EXERCISE OBJECTIVE – Rewrite the lines from the start of the source data through the line holding "box: [155, 325, 792, 374]", inclusive, as a numbered list without blank lines. Leave the pictures out.

Source data –
○ ○ ○ ○ ○ ○ ○
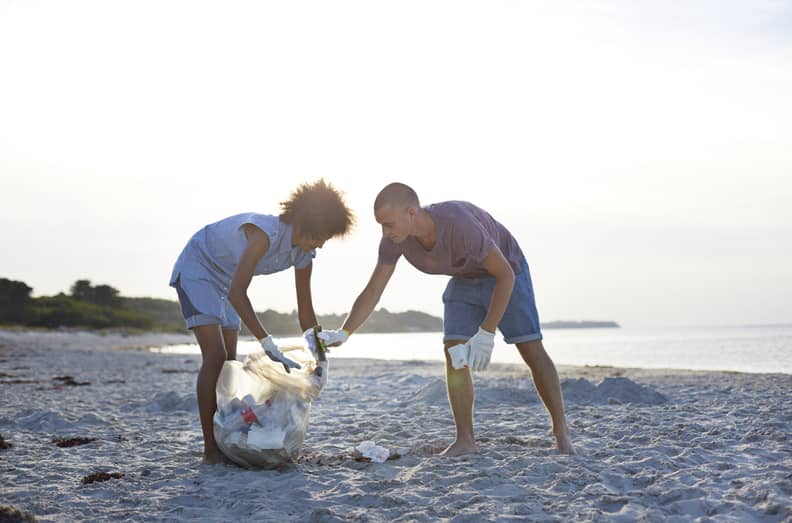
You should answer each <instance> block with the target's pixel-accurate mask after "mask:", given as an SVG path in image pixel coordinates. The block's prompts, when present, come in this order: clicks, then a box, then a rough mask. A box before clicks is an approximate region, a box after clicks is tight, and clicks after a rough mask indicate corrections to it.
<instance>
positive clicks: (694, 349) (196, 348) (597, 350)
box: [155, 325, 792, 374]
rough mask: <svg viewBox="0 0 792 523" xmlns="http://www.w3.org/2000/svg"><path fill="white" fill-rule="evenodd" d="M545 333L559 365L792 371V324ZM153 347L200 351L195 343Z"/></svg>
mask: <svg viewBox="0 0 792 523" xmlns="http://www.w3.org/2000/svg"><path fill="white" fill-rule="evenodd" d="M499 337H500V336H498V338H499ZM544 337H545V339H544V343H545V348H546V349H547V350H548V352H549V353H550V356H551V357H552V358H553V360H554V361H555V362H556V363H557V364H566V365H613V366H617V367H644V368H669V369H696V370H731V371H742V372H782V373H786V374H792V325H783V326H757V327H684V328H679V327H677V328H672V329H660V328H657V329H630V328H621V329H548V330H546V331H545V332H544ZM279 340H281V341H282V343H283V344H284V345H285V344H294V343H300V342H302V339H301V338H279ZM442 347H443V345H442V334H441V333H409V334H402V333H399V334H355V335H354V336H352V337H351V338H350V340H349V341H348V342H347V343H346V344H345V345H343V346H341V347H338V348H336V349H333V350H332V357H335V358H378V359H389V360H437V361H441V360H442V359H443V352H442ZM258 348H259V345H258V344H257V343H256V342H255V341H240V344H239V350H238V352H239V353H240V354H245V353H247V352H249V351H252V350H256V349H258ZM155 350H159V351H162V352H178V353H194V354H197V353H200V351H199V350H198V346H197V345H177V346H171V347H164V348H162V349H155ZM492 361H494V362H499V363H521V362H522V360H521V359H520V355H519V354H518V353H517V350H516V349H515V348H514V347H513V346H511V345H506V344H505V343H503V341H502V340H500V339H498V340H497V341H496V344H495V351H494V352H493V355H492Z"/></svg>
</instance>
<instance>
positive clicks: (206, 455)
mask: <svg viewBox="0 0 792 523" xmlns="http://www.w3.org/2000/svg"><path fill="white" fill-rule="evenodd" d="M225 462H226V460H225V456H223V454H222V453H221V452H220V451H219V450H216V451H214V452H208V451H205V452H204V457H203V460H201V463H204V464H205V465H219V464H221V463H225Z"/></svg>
○ ○ ○ ○ ○ ○ ○
SOLUTION FOR THIS PROBLEM –
1. You should answer each <instance> block with the target's pixel-accurate mask after "mask:", given as an SVG path in image pixel coordinates. The block's prompts, when present, come in this order: clicks, then a box, then a rough mask. A box before clicks is an approximate region, a box after clicks is tight, and clicks after a rough mask indicate corrections to it.
2. <instance>
3. positive clicks: (694, 349) (196, 348) (597, 350)
4. box: [155, 325, 792, 374]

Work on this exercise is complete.